§ **EXERCISE**:
Using the Daily Star report on Lebanon's presidential stalemate, can you answer these?
1. On what date did Michel Sleiman's tenure end?
2. Where did Nabih Berri and Walid Jumblatt meet?
3. Who accompanied Aoun on his visit to Riyadh?

§ **TEXT PROVIDED**:
>>

Hasan Lakkis| The Daily Star

BEIRUT: Parliament is scheduled to meet Wednesday to elect a new president amid signs that the session is destined to fail like previous ones over a lack of quorum, heralding a prolonged vacuum in the country’s top Christian post.

Ministerial sources said a rapprochement between Saudi Arabia and Iran, which wield great influence in Lebanon, held the key to breaking the 8-month-old presidential stalemate.

Wednesday’s session will be the 18th abortive attempt since April to choose a successor to former President Michel Sleiman, whose six-year tenure ended on May 25.

Lawmakers from MP Michel Aoun’s bloc, Hezbollah’s bloc and its March 8 allies have thwarted a quorum with their consistent boycott of Parliament sessions. They have demanded an agreement beforehand with their March 14 rivals over a consensus candidate for the presidency.

The presidential deadlock was believed to have been discussed during a meeting between Speaker Nabih Berri and MP Walid Jumblatt at the former’s residence in Ain al-Tineh. During the meeting attended also by Finance Minister Ali Hasan Khalil, a political aide to Berri, and Health Minister Wael Abu Faour, the two leaders reviewed the “current situation and developments,” the National News Agency reported.

During his short visit to Riyadh Monday to offer condolences over the death of Saudi King Abdullah, Aoun, accompanied by Foreign Minister Gebran Bassil and Education Minister Elias Bou Saab, met with former Prime Minister Saad Hariri. Hariri and Aoun discussed local developments, Al-Jadeed TV station said, without giving further details.

The Parliament session comes as foreign envoys who are interested in the Lebanese presidential election, particularly French presidential envoy Jean-Francois Girault, have suspended their political activity for now.

<<

§ **EXTRACTED INFORMATION**:
>>

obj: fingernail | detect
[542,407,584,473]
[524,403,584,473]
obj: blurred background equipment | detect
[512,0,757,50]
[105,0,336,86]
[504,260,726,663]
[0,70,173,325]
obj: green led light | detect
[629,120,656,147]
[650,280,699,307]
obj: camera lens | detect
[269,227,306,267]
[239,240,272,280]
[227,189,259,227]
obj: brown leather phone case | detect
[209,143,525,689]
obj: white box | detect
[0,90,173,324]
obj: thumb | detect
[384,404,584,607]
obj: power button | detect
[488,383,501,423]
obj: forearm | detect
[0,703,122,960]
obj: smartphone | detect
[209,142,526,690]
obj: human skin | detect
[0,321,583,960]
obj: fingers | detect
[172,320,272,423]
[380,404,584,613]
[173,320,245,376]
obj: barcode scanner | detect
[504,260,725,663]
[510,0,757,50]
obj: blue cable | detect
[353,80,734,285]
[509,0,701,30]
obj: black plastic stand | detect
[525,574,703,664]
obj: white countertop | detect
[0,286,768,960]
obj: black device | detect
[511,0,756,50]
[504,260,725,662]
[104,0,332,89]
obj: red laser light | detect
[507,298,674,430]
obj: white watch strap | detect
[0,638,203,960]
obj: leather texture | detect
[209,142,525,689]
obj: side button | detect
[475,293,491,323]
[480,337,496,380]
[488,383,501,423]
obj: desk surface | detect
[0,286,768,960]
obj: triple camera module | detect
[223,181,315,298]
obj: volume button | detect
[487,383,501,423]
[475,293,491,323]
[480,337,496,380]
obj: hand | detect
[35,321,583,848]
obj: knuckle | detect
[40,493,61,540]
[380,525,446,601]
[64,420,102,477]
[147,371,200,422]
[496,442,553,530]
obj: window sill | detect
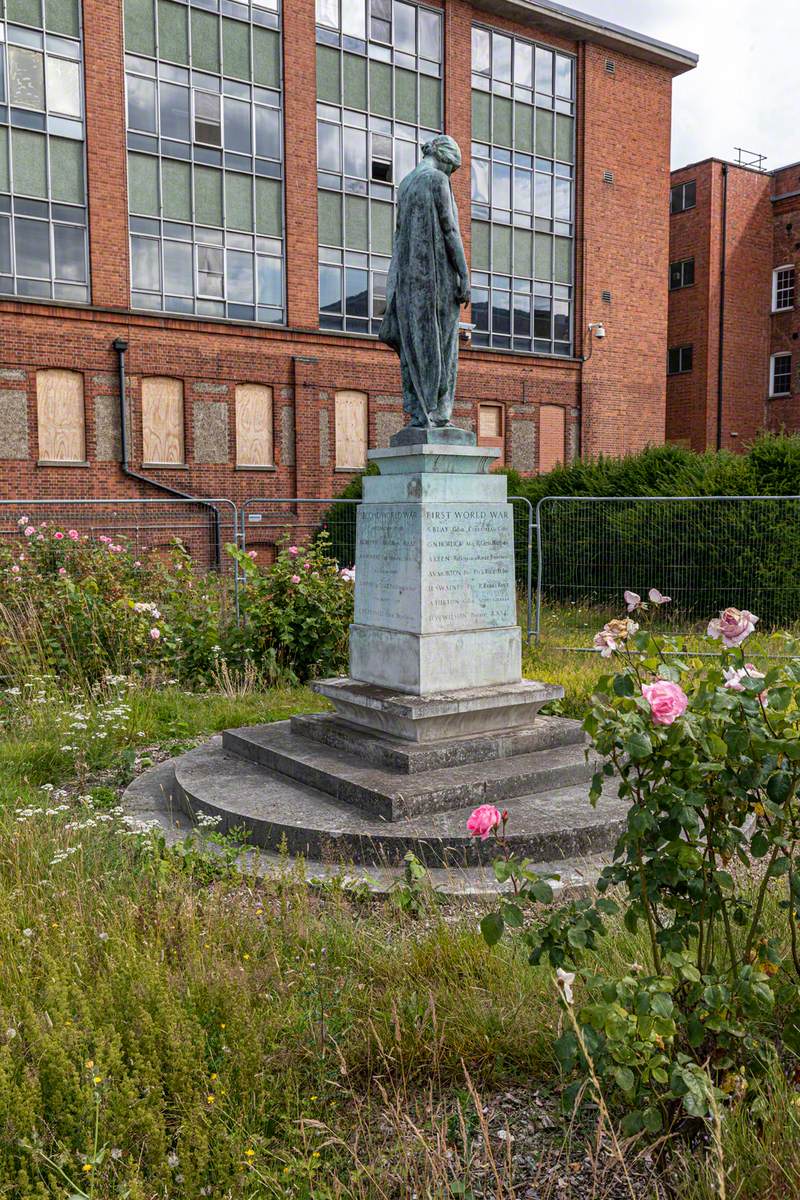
[36,458,90,467]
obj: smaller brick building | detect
[667,158,800,450]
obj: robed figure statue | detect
[378,134,469,428]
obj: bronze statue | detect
[379,133,469,428]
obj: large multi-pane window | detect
[317,0,443,334]
[471,25,575,355]
[0,0,89,301]
[125,0,285,323]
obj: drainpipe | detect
[112,337,222,571]
[717,162,728,450]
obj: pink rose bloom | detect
[642,679,688,725]
[708,608,758,647]
[467,804,503,841]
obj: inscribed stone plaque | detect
[355,503,517,634]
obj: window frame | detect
[772,263,798,312]
[669,256,696,292]
[770,350,794,400]
[669,179,697,217]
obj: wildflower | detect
[555,967,575,1004]
[642,679,688,725]
[708,607,758,647]
[467,804,503,841]
[594,617,639,659]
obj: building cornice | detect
[473,0,699,74]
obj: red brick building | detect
[0,0,696,525]
[667,158,800,450]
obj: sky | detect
[565,0,800,169]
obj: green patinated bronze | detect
[379,134,469,428]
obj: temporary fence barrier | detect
[535,496,800,649]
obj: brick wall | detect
[0,0,686,513]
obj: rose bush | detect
[483,598,800,1134]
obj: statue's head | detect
[422,133,461,175]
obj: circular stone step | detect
[165,738,627,868]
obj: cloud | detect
[575,0,800,168]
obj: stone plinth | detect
[350,441,522,696]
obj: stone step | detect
[291,713,587,775]
[122,753,608,900]
[222,721,596,821]
[172,743,627,868]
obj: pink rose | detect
[708,608,758,647]
[467,804,503,841]
[642,679,688,725]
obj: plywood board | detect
[336,391,368,470]
[236,383,273,467]
[36,371,86,462]
[539,404,565,475]
[142,377,185,464]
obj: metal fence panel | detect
[535,496,800,641]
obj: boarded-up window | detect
[477,404,505,467]
[36,371,86,462]
[142,378,184,463]
[539,404,565,475]
[336,391,368,470]
[236,383,273,467]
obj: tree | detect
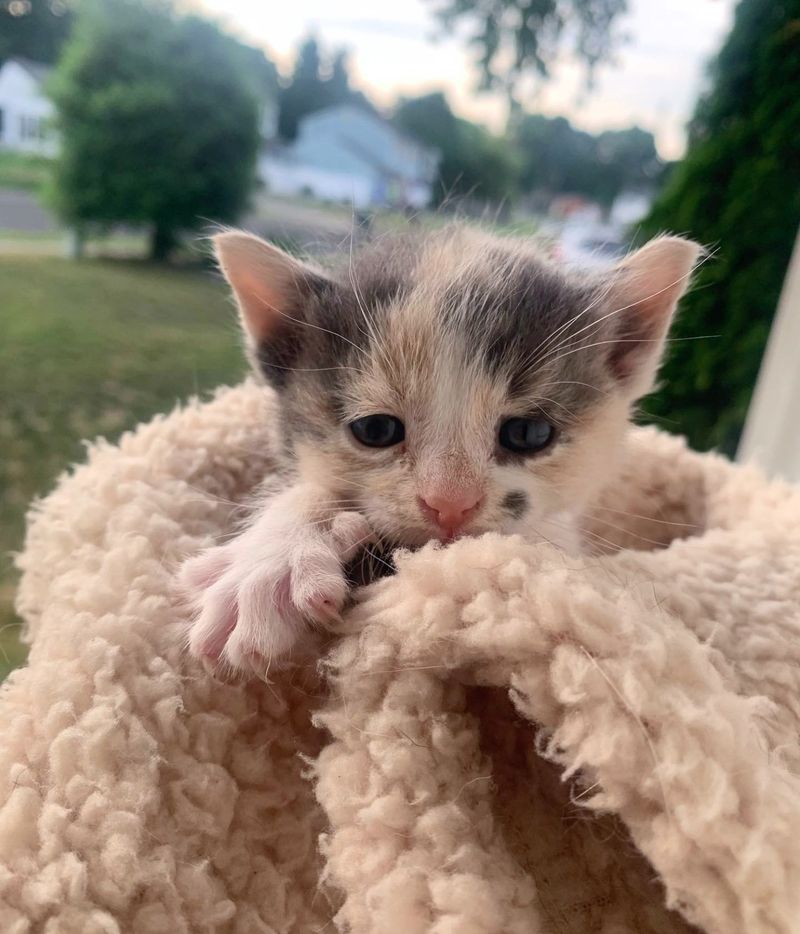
[0,0,72,65]
[432,0,628,91]
[394,92,517,204]
[642,0,800,453]
[278,37,374,140]
[51,0,258,259]
[513,114,663,207]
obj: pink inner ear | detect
[609,237,700,391]
[214,231,303,344]
[609,305,656,381]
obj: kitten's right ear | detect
[212,230,329,347]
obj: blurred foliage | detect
[0,256,244,678]
[512,113,664,207]
[640,0,800,454]
[394,92,664,207]
[394,92,518,205]
[0,149,53,191]
[0,0,74,65]
[432,0,628,92]
[278,38,374,140]
[50,0,259,259]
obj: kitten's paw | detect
[179,512,372,675]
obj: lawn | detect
[0,255,243,677]
[0,150,52,191]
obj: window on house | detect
[19,116,44,140]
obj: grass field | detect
[0,255,243,677]
[0,150,52,191]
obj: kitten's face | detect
[220,228,696,545]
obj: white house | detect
[259,104,439,208]
[0,58,58,156]
[736,224,800,483]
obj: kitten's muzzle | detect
[417,488,483,539]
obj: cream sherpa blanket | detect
[0,385,800,934]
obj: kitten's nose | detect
[419,488,483,535]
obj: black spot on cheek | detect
[501,490,531,519]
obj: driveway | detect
[0,188,59,233]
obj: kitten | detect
[181,226,700,670]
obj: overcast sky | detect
[197,0,734,158]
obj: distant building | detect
[259,104,439,209]
[0,58,58,156]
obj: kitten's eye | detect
[350,415,406,448]
[500,418,556,454]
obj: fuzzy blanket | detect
[0,384,800,934]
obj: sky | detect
[197,0,735,159]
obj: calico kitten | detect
[182,226,700,670]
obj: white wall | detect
[736,234,800,481]
[258,156,372,208]
[0,60,57,156]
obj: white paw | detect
[179,510,371,675]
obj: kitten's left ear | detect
[606,237,703,399]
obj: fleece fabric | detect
[0,384,800,934]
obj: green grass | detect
[0,255,244,677]
[0,149,52,191]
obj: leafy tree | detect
[642,0,800,453]
[513,114,663,207]
[51,0,258,259]
[278,37,374,140]
[432,0,628,90]
[0,0,72,65]
[394,92,517,204]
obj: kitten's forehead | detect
[354,228,598,405]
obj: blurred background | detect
[0,0,800,677]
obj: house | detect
[736,224,800,483]
[0,58,58,156]
[259,104,439,209]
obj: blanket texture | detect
[0,384,800,934]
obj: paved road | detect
[0,188,58,233]
[0,189,380,253]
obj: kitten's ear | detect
[212,230,327,347]
[606,237,703,398]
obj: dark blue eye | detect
[500,418,556,454]
[350,415,406,448]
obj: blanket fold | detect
[0,383,800,934]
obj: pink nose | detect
[419,489,483,534]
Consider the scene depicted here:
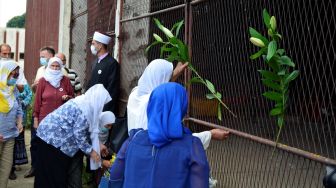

<<

§ **EXERCISE SOLUTION**:
1. May 25.
2. At Berri's residence in Ain al-Tineh.
3. Foreign Minister Gebran Bassil and Education Minister Elias Bou Saab.